#### [DATASET ENTRIES]
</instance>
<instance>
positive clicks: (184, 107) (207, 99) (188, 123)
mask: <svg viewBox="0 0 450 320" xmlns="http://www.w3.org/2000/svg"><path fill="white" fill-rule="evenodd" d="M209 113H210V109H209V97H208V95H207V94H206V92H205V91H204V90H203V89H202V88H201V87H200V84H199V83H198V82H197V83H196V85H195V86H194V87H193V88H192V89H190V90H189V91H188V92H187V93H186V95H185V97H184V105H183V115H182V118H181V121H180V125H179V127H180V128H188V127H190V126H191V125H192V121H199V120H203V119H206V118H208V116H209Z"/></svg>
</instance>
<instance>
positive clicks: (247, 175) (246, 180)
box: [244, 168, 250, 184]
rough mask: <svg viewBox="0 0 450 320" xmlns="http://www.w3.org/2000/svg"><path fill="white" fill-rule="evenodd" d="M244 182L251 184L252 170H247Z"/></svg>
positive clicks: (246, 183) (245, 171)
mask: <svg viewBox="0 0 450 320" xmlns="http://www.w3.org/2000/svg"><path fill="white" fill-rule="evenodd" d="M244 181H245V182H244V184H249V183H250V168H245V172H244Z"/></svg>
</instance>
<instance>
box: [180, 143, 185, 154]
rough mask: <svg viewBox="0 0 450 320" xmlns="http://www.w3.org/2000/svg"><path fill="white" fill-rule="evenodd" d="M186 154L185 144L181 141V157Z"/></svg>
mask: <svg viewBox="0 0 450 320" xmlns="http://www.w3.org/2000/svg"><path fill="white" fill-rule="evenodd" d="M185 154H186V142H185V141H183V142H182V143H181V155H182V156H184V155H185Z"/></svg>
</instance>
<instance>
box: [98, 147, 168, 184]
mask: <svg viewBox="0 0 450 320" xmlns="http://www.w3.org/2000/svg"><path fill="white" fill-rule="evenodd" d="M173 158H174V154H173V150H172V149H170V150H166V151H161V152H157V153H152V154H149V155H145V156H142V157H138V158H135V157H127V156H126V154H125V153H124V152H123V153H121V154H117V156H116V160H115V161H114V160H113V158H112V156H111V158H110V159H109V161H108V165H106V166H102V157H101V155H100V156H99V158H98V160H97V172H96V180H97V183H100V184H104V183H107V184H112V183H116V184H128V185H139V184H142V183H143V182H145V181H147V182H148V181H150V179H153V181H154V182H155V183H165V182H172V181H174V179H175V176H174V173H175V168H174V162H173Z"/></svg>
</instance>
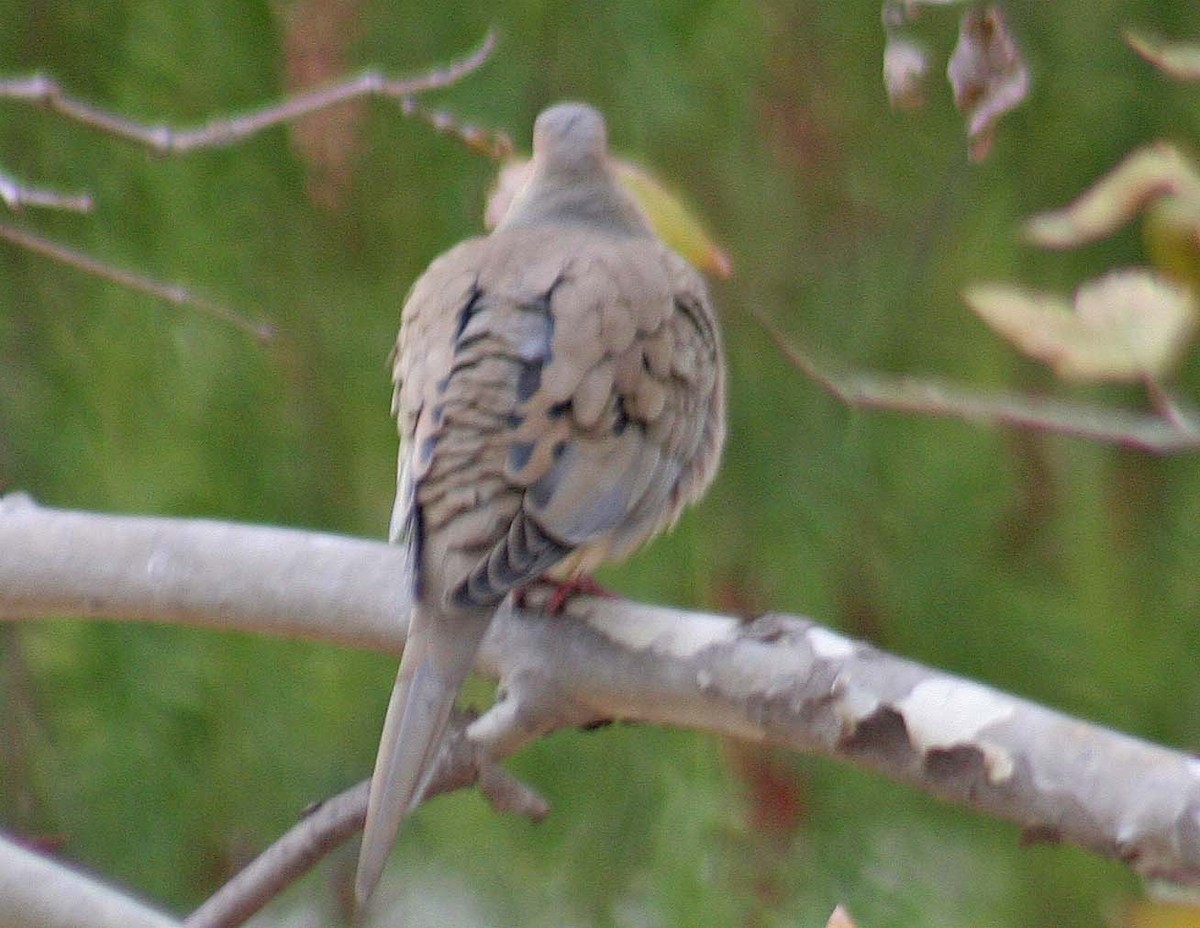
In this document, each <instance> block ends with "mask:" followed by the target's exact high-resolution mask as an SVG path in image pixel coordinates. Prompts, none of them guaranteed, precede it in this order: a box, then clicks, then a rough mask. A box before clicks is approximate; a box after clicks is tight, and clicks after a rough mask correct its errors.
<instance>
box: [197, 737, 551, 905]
mask: <svg viewBox="0 0 1200 928" xmlns="http://www.w3.org/2000/svg"><path fill="white" fill-rule="evenodd" d="M464 722H466V719H463V718H458V719H456V722H455V725H454V728H452V732H451V734H450V736H449V737H448V740H446V747H445V749H444V750H443V754H442V759H440V761H439V762H438V768H437V773H436V776H434V778H433V780H432V783H431V784H430V788H428V790H427V791H426V794H425V798H426V800H428V798H432V797H434V796H439V795H442V794H443V792H451V791H454V790H460V789H463V788H466V786H472V785H474V784H475V783H479V785H480V788H481V789H482V790H484V795H485V796H487V797H488V800H490V801H491V802H492V806H493V807H497V808H502V809H503V810H506V812H516V813H518V814H523V815H527V816H529V818H533V819H541V818H544V816H545V815H546V814H547V813H548V810H550V807H548V806H547V804H546V802H545V800H542V798H541V797H540V796H538V795H536V794H535V792H533V791H532V790H530V789H529V788H528V786H526V785H524V784H523V783H520V782H518V780H516V779H514V778H512V777H511V776H510V774H508V773H505V772H504V771H503V770H502V768H499V767H497V766H496V765H494V764H492V762H491V760H490V759H488V758H486V756H484V753H482V752H481V750H480V749H479V747H478V746H476V744H473V743H472V742H470V741H469V740H468V738H467V737H466V729H464V725H463V723H464ZM370 788H371V780H362V782H361V783H359V784H356V785H354V786H352V788H350V789H348V790H346V791H344V792H340V794H338V795H337V796H334V797H332V798H330V800H325V801H324V802H322V803H319V804H317V806H316V807H314V808H312V809H311V810H310V812H307V813H306V814H305V815H304V818H301V819H300V821H298V822H296V824H295V825H294V826H293V827H292V828H289V830H288V831H287V832H286V833H284V834H283V836H282V837H280V839H278V840H276V842H275V843H274V844H272V845H271V846H270V848H268V849H266V850H265V851H263V852H262V854H260V855H259V856H258V857H256V858H254V860H253V861H251V863H250V864H247V866H246V867H245V868H244V869H242V870H241V872H239V873H238V875H236V876H234V878H233V879H232V880H229V882H227V884H226V885H224V886H222V887H221V888H220V890H217V892H215V893H214V894H212V896H210V897H209V898H208V899H205V900H204V904H203V905H200V906H199V908H198V909H197V910H196V911H193V912H192V914H191V915H190V916H188V917H187V918H186V920H185V922H184V926H185V928H235V926H239V924H242V923H244V922H246V921H247V920H248V918H250V917H251V916H252V915H254V912H257V911H259V910H260V909H262V908H263V906H264V905H266V904H268V903H269V902H270V900H271V899H274V898H275V897H276V896H278V894H280V893H281V892H282V891H283V890H284V888H287V887H288V886H289V885H290V884H293V882H294V881H295V880H298V879H300V878H301V876H304V875H305V874H306V873H307V872H308V870H311V869H312V868H313V867H314V866H316V864H317V863H318V862H319V861H320V860H322V858H323V857H324V856H325V855H328V854H329V852H330V851H332V850H334V849H335V848H337V846H338V845H341V844H342V843H343V842H346V840H348V839H349V838H352V837H354V836H355V834H356V833H358V832H360V831H361V830H362V822H364V820H365V819H366V814H367V794H368V792H370Z"/></svg>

#### [AIM OF THE TASK]
Each entry should be output word for word, with no pictures carried over.

#### [ANSWER BOX]
</instance>
<instance>
positive clicks: (184, 107) (207, 99) (188, 123)
mask: <svg viewBox="0 0 450 320" xmlns="http://www.w3.org/2000/svg"><path fill="white" fill-rule="evenodd" d="M209 113H210V109H209V97H208V95H207V94H206V92H205V91H204V90H203V89H202V88H201V87H200V84H199V83H198V82H197V83H196V85H195V86H194V87H193V88H192V89H190V90H189V91H188V92H187V93H186V95H185V97H184V105H183V115H182V118H181V121H180V125H179V127H180V128H188V127H190V126H191V125H192V121H199V120H203V119H206V118H208V116H209Z"/></svg>
</instance>
<instance>
positive clicks: (247, 175) (246, 180)
box: [244, 168, 250, 184]
rough mask: <svg viewBox="0 0 450 320" xmlns="http://www.w3.org/2000/svg"><path fill="white" fill-rule="evenodd" d="M244 182L251 184L252 170H247Z"/></svg>
positive clicks: (246, 183) (245, 171)
mask: <svg viewBox="0 0 450 320" xmlns="http://www.w3.org/2000/svg"><path fill="white" fill-rule="evenodd" d="M244 181H245V182H244V184H249V183H250V168H245V172H244Z"/></svg>
</instance>
<instance>
box: [180, 143, 185, 154]
rough mask: <svg viewBox="0 0 450 320" xmlns="http://www.w3.org/2000/svg"><path fill="white" fill-rule="evenodd" d="M186 154L185 144L181 141V157Z"/></svg>
mask: <svg viewBox="0 0 450 320" xmlns="http://www.w3.org/2000/svg"><path fill="white" fill-rule="evenodd" d="M185 154H186V142H185V141H183V142H182V143H181V155H182V156H184V155H185Z"/></svg>
</instance>
<instance>
box: [98, 147, 168, 184]
mask: <svg viewBox="0 0 450 320" xmlns="http://www.w3.org/2000/svg"><path fill="white" fill-rule="evenodd" d="M173 158H174V154H173V150H172V149H170V150H166V151H161V152H157V153H152V154H149V155H145V156H142V157H138V158H135V157H127V156H126V154H125V153H124V152H123V153H121V154H117V156H116V160H115V161H114V160H113V158H112V156H111V158H110V159H109V161H108V165H106V166H102V157H101V155H100V156H99V158H98V160H97V172H96V180H97V183H100V184H104V183H107V184H112V183H116V184H128V185H139V184H142V183H143V182H145V181H147V182H148V181H150V179H153V181H154V182H155V183H165V182H172V181H174V179H175V176H174V173H175V168H174V162H173Z"/></svg>
</instance>
In this document, each <instance> block ends with "mask:" followed by the target's exact high-resolution mask as an SVG path in image pixel coordinates. Prompts, none of them guaranteed, precede it in this order: a box, then clicks, then a rough mask. A box before clicks is approximate; a box after clicks is tight, and clicks after a rough mask correct its errors.
<instance>
box: [197, 737, 551, 905]
mask: <svg viewBox="0 0 1200 928" xmlns="http://www.w3.org/2000/svg"><path fill="white" fill-rule="evenodd" d="M464 722H466V719H463V718H458V719H456V722H455V725H454V728H452V732H451V734H450V736H449V737H448V740H446V747H445V749H444V750H443V754H442V759H440V761H439V762H438V768H437V773H436V776H434V778H433V780H432V783H431V784H430V788H428V790H427V791H426V794H425V798H426V800H428V798H432V797H434V796H439V795H442V794H443V792H451V791H454V790H460V789H463V788H466V786H472V785H474V784H475V783H479V785H480V788H481V789H482V790H484V795H485V796H487V797H488V800H490V801H491V802H492V806H493V807H497V808H502V809H503V810H506V812H516V813H518V814H523V815H527V816H529V818H533V819H541V818H544V816H545V815H546V814H547V813H548V810H550V807H548V806H547V804H546V802H545V800H542V798H541V797H540V796H538V795H536V794H535V792H533V791H532V790H530V789H529V788H528V786H526V785H524V784H523V783H520V782H518V780H516V779H514V778H512V777H511V776H510V774H508V773H505V772H504V771H503V770H502V768H499V767H497V766H496V765H494V764H492V762H491V760H490V759H488V758H486V756H484V753H482V752H481V750H480V749H479V747H478V746H476V744H473V743H472V742H470V741H469V740H468V738H467V737H466V729H464V725H463V723H464ZM370 788H371V780H362V782H361V783H359V784H356V785H354V786H352V788H350V789H348V790H346V791H344V792H340V794H338V795H337V796H334V797H332V798H330V800H325V801H324V802H322V803H319V804H317V806H316V807H314V808H312V809H311V810H310V812H307V813H306V814H305V815H304V818H301V819H300V821H298V822H296V824H295V825H294V826H293V827H292V828H289V830H288V831H287V832H286V833H284V834H283V836H282V837H280V839H278V840H276V842H275V843H274V844H272V845H271V846H270V848H268V849H266V850H265V851H263V852H262V854H260V855H259V856H258V857H256V858H254V860H253V861H251V863H250V864H247V866H246V867H245V868H244V869H242V870H241V872H239V873H238V875H236V876H234V878H233V879H232V880H229V882H227V884H226V885H224V886H222V887H221V888H220V890H217V892H215V893H214V894H212V896H210V897H209V898H208V899H205V900H204V904H203V905H200V906H199V908H198V909H197V910H196V911H193V912H192V914H191V915H190V916H188V917H187V918H186V920H185V922H184V926H185V928H235V926H239V924H242V923H244V922H246V921H247V920H248V918H250V917H251V916H252V915H254V912H257V911H259V910H260V909H262V908H263V906H264V905H266V904H268V903H269V902H270V900H271V899H274V898H275V897H276V896H278V894H280V893H281V892H282V891H283V890H284V888H287V887H288V886H289V885H290V884H293V882H294V881H295V880H298V879H300V878H301V876H304V875H305V874H306V873H307V872H308V870H311V869H312V868H313V867H314V866H316V864H317V863H318V862H319V861H320V860H322V858H323V857H324V856H325V855H328V854H329V852H330V851H332V850H334V849H335V848H337V846H338V845H341V844H342V843H343V842H346V840H348V839H349V838H352V837H354V836H355V834H356V833H358V832H360V831H361V830H362V822H364V820H365V819H366V814H367V794H368V792H370Z"/></svg>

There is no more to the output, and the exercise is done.